■ WORK ITEM:
Every record must be transcribed in its entirety, apart from the images, which are to be omitted.

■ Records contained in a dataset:
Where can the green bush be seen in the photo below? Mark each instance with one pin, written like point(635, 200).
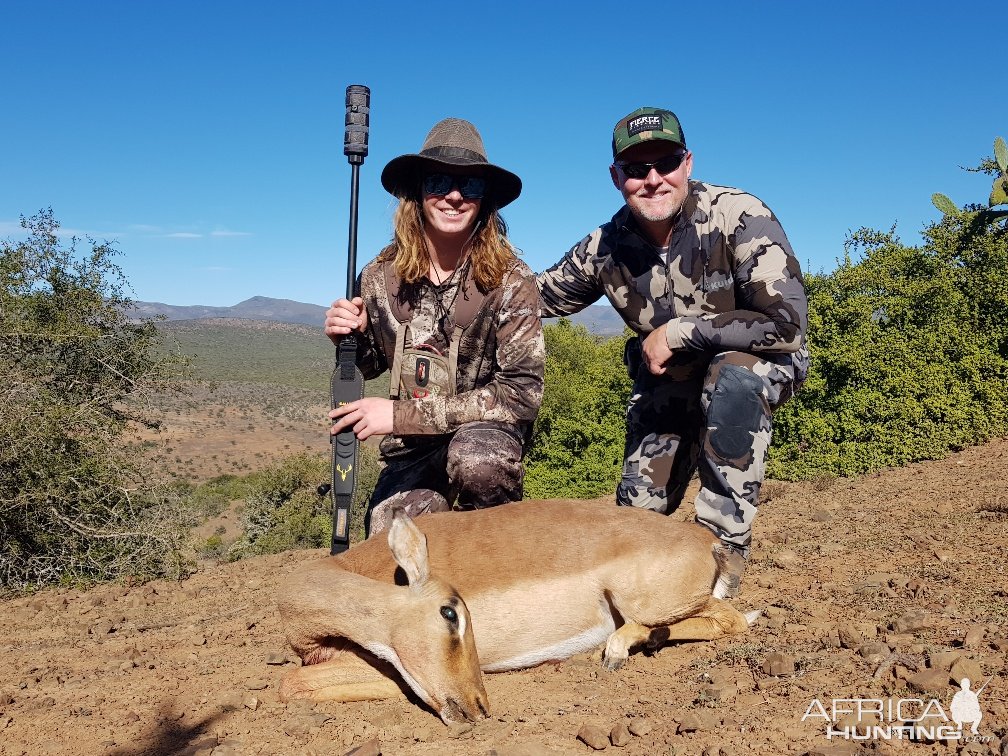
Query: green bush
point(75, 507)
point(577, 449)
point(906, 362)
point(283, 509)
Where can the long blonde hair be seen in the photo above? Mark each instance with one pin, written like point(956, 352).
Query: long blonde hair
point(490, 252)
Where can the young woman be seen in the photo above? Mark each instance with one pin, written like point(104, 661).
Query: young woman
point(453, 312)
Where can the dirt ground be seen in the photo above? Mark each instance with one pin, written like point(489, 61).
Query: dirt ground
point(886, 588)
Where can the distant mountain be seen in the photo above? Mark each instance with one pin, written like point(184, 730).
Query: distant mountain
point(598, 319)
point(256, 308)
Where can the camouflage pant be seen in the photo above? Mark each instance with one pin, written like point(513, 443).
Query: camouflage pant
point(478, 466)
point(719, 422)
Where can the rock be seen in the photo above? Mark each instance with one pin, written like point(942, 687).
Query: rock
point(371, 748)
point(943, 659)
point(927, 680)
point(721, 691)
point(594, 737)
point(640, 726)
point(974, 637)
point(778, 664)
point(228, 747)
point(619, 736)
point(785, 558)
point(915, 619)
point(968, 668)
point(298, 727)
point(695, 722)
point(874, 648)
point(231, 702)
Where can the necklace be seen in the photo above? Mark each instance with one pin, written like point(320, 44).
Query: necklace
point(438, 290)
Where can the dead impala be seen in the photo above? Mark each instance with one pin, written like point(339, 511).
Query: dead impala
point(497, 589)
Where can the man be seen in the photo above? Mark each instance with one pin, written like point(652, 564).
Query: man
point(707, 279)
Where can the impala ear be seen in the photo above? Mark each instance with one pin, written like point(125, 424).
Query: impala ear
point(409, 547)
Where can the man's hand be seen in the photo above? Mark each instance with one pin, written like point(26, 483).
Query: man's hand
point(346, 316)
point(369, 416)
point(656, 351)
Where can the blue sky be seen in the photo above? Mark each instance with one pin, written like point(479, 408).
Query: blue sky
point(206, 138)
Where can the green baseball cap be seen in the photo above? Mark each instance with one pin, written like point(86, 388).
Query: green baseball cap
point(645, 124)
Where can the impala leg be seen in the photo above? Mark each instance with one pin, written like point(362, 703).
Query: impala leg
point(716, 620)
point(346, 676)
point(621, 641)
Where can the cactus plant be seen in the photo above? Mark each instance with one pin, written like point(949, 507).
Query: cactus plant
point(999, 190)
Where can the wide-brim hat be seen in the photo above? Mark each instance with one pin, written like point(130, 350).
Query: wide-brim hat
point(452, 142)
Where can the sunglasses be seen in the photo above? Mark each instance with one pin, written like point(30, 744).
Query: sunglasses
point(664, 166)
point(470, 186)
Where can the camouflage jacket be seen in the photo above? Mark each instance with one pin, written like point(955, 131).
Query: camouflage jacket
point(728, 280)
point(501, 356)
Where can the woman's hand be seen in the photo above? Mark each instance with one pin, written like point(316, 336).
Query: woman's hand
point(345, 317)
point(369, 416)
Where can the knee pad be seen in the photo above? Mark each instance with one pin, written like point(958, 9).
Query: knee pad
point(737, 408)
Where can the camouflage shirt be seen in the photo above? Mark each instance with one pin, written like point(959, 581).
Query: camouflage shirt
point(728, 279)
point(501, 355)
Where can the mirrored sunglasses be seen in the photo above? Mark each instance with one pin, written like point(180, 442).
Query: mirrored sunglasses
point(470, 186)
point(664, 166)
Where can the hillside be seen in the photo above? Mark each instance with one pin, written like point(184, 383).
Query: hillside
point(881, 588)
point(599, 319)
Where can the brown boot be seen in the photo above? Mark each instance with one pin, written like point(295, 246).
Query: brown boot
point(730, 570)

■ WRITTEN RESPONSE:
Where can the green bush be seen in the photo below? Mark each instance with one pin, written like point(635, 200).
Query: green bush
point(75, 507)
point(577, 449)
point(906, 362)
point(283, 509)
Where can the long blonde hair be seen in the photo above? Mark each instance with one pin, written like point(956, 352).
Query: long blonde hair
point(490, 252)
Where can the young woman be seen in the photo above? Mark each instance with one pin, written like point(104, 661).
Query: young woman
point(453, 312)
Where can the dirt ground be seen in the photo above? Mark each instance with one pin, written like point(489, 61).
Query: dirt ground
point(886, 588)
Where can the distant mountain be seen in the photo above? Mark each instance with one pin, written like point(184, 730).
Query: distant mountain
point(598, 319)
point(256, 308)
Where can the camouflage pant be seen in the photo above? Mark each instance with one pin, written like point(513, 443).
Query: camouflage pant
point(478, 466)
point(719, 422)
Where can the rock be seen in the photo above? Mark each instance with one pin, written like point(942, 687).
Query: rock
point(371, 748)
point(943, 659)
point(927, 680)
point(721, 691)
point(594, 737)
point(640, 726)
point(974, 637)
point(778, 664)
point(228, 747)
point(619, 736)
point(785, 558)
point(915, 619)
point(968, 668)
point(298, 727)
point(695, 722)
point(874, 648)
point(231, 702)
Where can the necklace be seen in the photo above? Mark each instance with one pin, written like point(320, 44).
Query: necklace
point(438, 290)
Where can the dead impala be seen in the photo above? Mark each instance with one pin, written like point(339, 511).
Query: dead impala
point(497, 589)
Where can the man be seen in the photo above? Mark each instance with one pin, written like point(652, 564).
Query: man
point(707, 279)
Where can the impala ear be seen in the photo above? Mark each instance with one pin, written like point(125, 424).
Query: impala ear
point(409, 547)
Where can the man's hand be seen in the photo above? Mark each instance with one pin, written like point(26, 483).
Query: man's hand
point(346, 316)
point(369, 416)
point(656, 351)
Where can the blue sky be seen in the photo above? Mark each instance with one pin, written like point(479, 408).
Query: blue sky
point(206, 138)
Where can the green baseball cap be seen in the photo above? Mark each instance with one pin, written like point(86, 388).
Query: green baseball cap
point(645, 124)
Where can the impala leg be seen in the photo above? Mark each instance with one pin, written like point(362, 703).
Query: impala leg
point(716, 620)
point(346, 676)
point(621, 641)
Where can the cactus plant be seen in the photo above? Mark each instance with one pin, written like point(949, 507).
Query: cactus plant
point(999, 190)
Where can the wide-brim hat be seen in the photo above? Mark each instance with one pin, written like point(130, 350).
Query: wide-brim hat
point(452, 142)
Where can the sunglasses be seen in the photo above? Mark each instance with one pin, written like point(30, 744).
Query: sunglasses
point(664, 166)
point(470, 186)
Where can the camouflage jacket be seen in the photo above? Mark each instance with one pin, written like point(955, 131).
Query: camouflage jacket
point(728, 280)
point(501, 356)
Where can the woman's hand be seen in the photo above? Mark each instance with one pin, written like point(316, 336).
Query: woman's hand
point(345, 317)
point(369, 416)
Where can the knee pad be seen in the photo above? Mark each instance with one pin, written like point(958, 9).
Query: knee pad
point(737, 408)
Where can the camouflage shirt be seen in the photo above? Mark each instance with one pin, written like point(959, 581).
Query: camouflage shirt
point(728, 279)
point(501, 355)
Where can the mirrored sunglasses be seen in the photo above? Mark each instance with one pin, written like point(180, 442).
Query: mirrored sunglasses
point(470, 186)
point(664, 166)
Where can the hillside be seen in the photo above? Mark each instance with one pin, written like point(184, 383).
Query: hillside
point(881, 588)
point(599, 319)
Where can the brown boot be seen in the photo above? Mark each instance with one pin, written like point(295, 246).
Query: brown boot
point(730, 570)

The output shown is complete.